**Task brief:**
Print all of the data exactly.

**Material to process:**
-- Opening Marker --
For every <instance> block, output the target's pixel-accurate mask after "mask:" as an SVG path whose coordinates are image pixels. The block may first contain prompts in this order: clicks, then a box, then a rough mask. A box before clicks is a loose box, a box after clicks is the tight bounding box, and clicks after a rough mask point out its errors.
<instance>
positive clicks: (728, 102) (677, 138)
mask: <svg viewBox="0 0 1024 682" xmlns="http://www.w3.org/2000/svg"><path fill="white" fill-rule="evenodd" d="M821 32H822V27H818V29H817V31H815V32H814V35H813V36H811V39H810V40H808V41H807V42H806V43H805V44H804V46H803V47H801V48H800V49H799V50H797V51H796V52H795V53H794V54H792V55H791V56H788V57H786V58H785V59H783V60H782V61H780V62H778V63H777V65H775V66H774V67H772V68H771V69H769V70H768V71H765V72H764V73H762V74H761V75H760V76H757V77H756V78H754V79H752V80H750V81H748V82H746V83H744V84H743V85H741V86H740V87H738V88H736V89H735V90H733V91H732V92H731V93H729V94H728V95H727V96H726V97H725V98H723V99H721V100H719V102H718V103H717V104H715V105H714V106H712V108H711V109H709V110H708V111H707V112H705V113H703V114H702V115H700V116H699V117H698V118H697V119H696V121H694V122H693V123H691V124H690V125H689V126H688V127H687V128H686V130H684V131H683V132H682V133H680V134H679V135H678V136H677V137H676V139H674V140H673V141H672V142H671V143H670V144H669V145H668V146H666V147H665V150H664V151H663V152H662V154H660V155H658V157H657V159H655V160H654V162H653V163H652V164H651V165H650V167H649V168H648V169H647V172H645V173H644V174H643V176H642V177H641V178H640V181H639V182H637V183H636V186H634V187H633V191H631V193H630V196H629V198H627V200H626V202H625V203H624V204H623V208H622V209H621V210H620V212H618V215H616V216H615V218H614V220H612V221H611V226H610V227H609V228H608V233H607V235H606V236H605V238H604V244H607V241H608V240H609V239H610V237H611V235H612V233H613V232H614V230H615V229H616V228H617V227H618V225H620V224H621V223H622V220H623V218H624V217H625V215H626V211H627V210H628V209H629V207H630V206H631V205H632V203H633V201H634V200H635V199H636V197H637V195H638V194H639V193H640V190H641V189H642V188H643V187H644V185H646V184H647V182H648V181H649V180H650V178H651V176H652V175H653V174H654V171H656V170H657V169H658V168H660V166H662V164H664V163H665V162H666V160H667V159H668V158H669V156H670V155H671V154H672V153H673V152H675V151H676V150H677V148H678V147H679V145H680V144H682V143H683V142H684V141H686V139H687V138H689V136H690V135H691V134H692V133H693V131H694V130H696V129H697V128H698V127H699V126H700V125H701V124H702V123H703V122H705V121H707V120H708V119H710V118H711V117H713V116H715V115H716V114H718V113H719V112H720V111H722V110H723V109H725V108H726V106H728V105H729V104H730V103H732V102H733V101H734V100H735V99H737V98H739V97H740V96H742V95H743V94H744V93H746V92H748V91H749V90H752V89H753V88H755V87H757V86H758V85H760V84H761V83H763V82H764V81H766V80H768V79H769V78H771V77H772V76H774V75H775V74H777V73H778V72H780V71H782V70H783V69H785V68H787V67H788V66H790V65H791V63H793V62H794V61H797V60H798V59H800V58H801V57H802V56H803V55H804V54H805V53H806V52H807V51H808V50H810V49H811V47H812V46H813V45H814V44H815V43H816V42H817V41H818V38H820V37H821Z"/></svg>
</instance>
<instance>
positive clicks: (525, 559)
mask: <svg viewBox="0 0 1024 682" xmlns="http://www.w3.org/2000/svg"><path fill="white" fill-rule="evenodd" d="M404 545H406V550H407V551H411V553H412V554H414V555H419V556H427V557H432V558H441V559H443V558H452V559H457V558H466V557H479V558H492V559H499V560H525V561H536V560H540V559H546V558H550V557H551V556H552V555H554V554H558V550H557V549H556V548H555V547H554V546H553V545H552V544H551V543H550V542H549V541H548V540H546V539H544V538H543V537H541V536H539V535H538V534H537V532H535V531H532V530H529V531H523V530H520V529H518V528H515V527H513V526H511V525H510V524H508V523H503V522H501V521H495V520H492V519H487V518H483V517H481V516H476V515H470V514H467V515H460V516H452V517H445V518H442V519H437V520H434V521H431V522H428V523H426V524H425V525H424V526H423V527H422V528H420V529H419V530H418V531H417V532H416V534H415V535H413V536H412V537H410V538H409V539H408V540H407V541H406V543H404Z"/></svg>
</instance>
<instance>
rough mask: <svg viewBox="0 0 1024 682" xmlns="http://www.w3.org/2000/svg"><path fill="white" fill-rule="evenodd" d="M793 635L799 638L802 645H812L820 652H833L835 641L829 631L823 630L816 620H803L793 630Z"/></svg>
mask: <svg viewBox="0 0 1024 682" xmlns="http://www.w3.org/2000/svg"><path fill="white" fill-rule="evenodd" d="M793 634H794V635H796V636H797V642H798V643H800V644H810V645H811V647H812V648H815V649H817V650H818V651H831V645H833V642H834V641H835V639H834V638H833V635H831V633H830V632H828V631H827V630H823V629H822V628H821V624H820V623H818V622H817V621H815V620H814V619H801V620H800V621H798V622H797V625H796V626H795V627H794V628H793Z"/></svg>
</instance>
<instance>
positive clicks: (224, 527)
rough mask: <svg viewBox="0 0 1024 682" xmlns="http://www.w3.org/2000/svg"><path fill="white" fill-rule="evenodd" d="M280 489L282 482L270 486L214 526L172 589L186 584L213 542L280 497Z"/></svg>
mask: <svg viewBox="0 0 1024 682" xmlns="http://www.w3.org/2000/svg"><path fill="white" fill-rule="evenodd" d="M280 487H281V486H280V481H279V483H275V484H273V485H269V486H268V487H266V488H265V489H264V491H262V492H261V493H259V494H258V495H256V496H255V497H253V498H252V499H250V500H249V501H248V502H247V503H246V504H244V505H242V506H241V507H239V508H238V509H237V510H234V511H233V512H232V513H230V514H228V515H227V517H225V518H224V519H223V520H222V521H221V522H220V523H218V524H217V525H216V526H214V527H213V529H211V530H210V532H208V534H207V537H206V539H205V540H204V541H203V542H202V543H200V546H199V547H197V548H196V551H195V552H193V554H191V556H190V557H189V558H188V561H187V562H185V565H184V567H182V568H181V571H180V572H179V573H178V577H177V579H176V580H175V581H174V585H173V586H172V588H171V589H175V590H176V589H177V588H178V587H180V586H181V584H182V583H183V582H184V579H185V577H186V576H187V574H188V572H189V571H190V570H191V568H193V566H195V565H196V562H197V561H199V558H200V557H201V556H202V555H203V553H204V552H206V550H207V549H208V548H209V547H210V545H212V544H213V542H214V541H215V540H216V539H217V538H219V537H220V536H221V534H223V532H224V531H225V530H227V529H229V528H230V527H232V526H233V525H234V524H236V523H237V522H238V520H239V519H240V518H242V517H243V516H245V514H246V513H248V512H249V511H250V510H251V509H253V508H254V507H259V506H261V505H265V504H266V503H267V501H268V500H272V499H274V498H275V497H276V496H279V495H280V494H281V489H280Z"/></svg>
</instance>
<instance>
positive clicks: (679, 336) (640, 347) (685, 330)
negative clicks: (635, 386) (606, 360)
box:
-- Closing Marker --
**Answer box:**
For every <instance> block, output the target's pixel-accurate mask after "mask:" as an SVG path whose coordinates are image pixels. The block may first contain prompts in this order: clicks, then a box, then a rough mask. A box before clicks is a loose box, a box after clicks is the tight bounding box, and clicks after a rough mask point out its errors.
<instance>
positive clicks: (728, 102) (677, 138)
mask: <svg viewBox="0 0 1024 682" xmlns="http://www.w3.org/2000/svg"><path fill="white" fill-rule="evenodd" d="M821 32H822V27H818V29H817V31H815V32H814V35H813V36H811V39H810V40H808V41H807V42H806V43H805V44H804V46H803V47H801V48H800V49H799V50H797V51H796V52H795V53H794V54H792V55H791V56H788V57H786V58H785V59H783V60H782V61H780V62H778V63H777V65H775V66H774V67H772V68H771V69H769V70H768V71H765V72H764V73H762V74H761V75H760V76H757V77H756V78H754V79H752V80H750V81H748V82H746V83H744V84H743V85H741V86H740V87H738V88H736V89H735V90H733V91H732V92H731V93H729V94H728V95H727V96H726V97H725V98H723V99H721V100H719V102H718V103H717V104H715V105H714V106H712V108H711V109H709V110H708V111H707V112H705V113H703V114H702V115H700V116H699V117H698V118H697V119H696V121H694V122H693V123H691V124H690V125H689V126H688V127H687V128H686V130H684V131H683V132H682V133H680V134H679V135H678V136H677V137H676V139H674V140H673V141H672V142H671V143H670V144H669V145H668V146H666V147H665V150H664V151H663V152H662V154H660V155H658V157H657V159H655V160H654V162H653V163H652V164H651V165H650V167H649V168H648V169H647V172H645V173H644V174H643V176H642V177H641V178H640V181H639V182H637V183H636V186H634V187H633V191H631V193H630V196H629V198H627V200H626V202H625V203H624V204H623V208H622V209H621V210H620V212H618V215H616V216H615V218H614V220H612V221H611V226H610V227H609V228H608V233H607V235H606V236H605V238H604V244H607V241H608V240H609V239H610V237H611V235H612V233H613V232H614V230H615V229H616V228H617V227H618V225H620V224H621V223H622V220H623V218H624V217H625V215H626V211H627V210H628V209H629V207H630V206H631V205H632V203H633V201H634V200H635V199H636V197H637V195H638V194H639V193H640V190H641V189H642V188H643V187H644V185H646V184H647V182H648V181H649V180H650V178H651V176H652V175H653V174H654V171H656V170H657V169H658V168H660V166H662V164H664V163H665V162H666V160H667V159H668V158H669V156H670V155H671V154H672V153H673V152H675V151H676V150H677V148H678V147H679V145H680V144H682V143H683V142H684V141H686V139H687V138H689V136H690V135H691V134H692V133H693V131H694V130H696V129H697V128H698V127H699V126H700V125H701V124H702V123H703V122H705V121H707V120H708V119H710V118H711V117H713V116H715V115H716V114H718V113H719V112H720V111H722V110H723V109H725V108H726V106H728V105H729V104H730V103H732V102H733V101H734V100H735V99H737V98H739V97H740V96H742V95H743V94H744V93H746V92H748V91H749V90H752V89H753V88H755V87H757V86H758V85H760V84H761V83H763V82H764V81H766V80H768V79H769V78H771V77H772V76H774V75H775V74H777V73H778V72H780V71H782V70H783V69H785V68H787V67H788V66H790V65H791V63H793V62H794V61H797V60H798V59H800V58H801V57H802V56H803V55H804V54H805V53H806V52H807V51H808V50H810V49H811V47H812V46H813V45H814V44H815V43H816V42H817V41H818V38H820V37H821Z"/></svg>
</instance>
<instance>
positive clicks: (525, 559)
mask: <svg viewBox="0 0 1024 682" xmlns="http://www.w3.org/2000/svg"><path fill="white" fill-rule="evenodd" d="M404 545H406V550H407V551H411V553H412V554H414V555H419V556H427V557H432V558H441V559H443V558H452V559H457V558H466V557H479V558H492V559H499V560H525V561H536V560H540V559H546V558H550V557H551V556H552V555H554V554H558V550H557V549H556V548H555V547H554V546H553V545H552V544H551V543H550V542H549V541H548V540H546V539H544V538H543V537H541V536H539V535H538V534H537V532H535V531H532V530H529V531H523V530H520V529H518V528H515V527H513V526H511V525H510V524H508V523H503V522H501V521H495V520H492V519H487V518H483V517H481V516H476V515H470V514H467V515H460V516H452V517H445V518H442V519H437V520H434V521H431V522H428V523H426V524H425V525H424V526H423V527H422V528H420V529H419V530H418V531H417V532H416V534H415V535H413V536H412V537H410V538H409V539H408V540H407V541H406V543H404Z"/></svg>
</instance>
<instance>
rough mask: <svg viewBox="0 0 1024 682" xmlns="http://www.w3.org/2000/svg"><path fill="white" fill-rule="evenodd" d="M793 635L799 638L802 645H812L820 652H833L835 641L829 631L823 630L816 620H803L793 630Z"/></svg>
mask: <svg viewBox="0 0 1024 682" xmlns="http://www.w3.org/2000/svg"><path fill="white" fill-rule="evenodd" d="M793 634H794V635H796V636H797V642H798V643H800V644H810V645H811V647H812V648H815V649H817V650H818V651H831V645H833V642H834V641H835V639H834V638H833V635H831V633H830V632H828V631H827V630H823V629H822V628H821V624H820V623H818V622H817V621H815V620H814V619H801V620H800V621H798V622H797V625H796V626H795V627H794V628H793Z"/></svg>
</instance>
<instance>
positive clicks: (224, 527)
rough mask: <svg viewBox="0 0 1024 682" xmlns="http://www.w3.org/2000/svg"><path fill="white" fill-rule="evenodd" d="M280 489L282 482L270 486L214 526L172 589L186 584L213 542L280 497Z"/></svg>
mask: <svg viewBox="0 0 1024 682" xmlns="http://www.w3.org/2000/svg"><path fill="white" fill-rule="evenodd" d="M280 487H281V486H280V481H279V483H275V484H273V485H269V486H268V487H266V488H265V489H264V491H262V492H261V493H259V494H258V495H256V496H255V497H253V498H252V499H250V500H249V501H248V502H247V503H246V504H244V505H242V506H241V507H239V508H238V509H237V510H234V511H233V512H232V513H230V514H228V515H227V517H225V518H224V519H223V520H222V521H221V522H220V523H218V524H217V525H216V526H214V527H213V529H211V530H210V532H208V534H207V537H206V539H205V540H204V541H203V542H202V543H200V546H199V547H197V548H196V551H195V552H193V554H191V556H190V557H189V558H188V561H187V562H185V565H184V567H182V568H181V571H180V572H179V573H178V577H177V579H176V580H175V581H174V585H173V586H172V588H171V589H175V590H176V589H177V588H178V587H180V586H181V584H182V583H183V582H184V579H185V577H186V576H187V574H188V572H189V571H190V570H191V568H193V566H195V565H196V562H197V561H199V558H200V557H201V556H202V555H203V553H204V552H206V550H207V549H208V548H209V547H210V545H212V544H213V542H214V541H215V540H216V539H217V538H219V537H220V536H221V534H223V532H224V531H225V530H227V529H229V528H230V527H232V526H233V525H234V524H236V523H237V522H238V520H239V519H240V518H242V517H243V516H245V514H246V513H248V512H249V511H250V510H251V509H253V508H254V507H259V506H261V505H265V504H266V503H267V501H268V500H272V499H274V498H275V497H276V496H279V495H280V494H281V489H280Z"/></svg>
</instance>
<instance>
positive clicks: (679, 336) (640, 347) (685, 330)
negative clicks: (635, 386) (606, 360)
box:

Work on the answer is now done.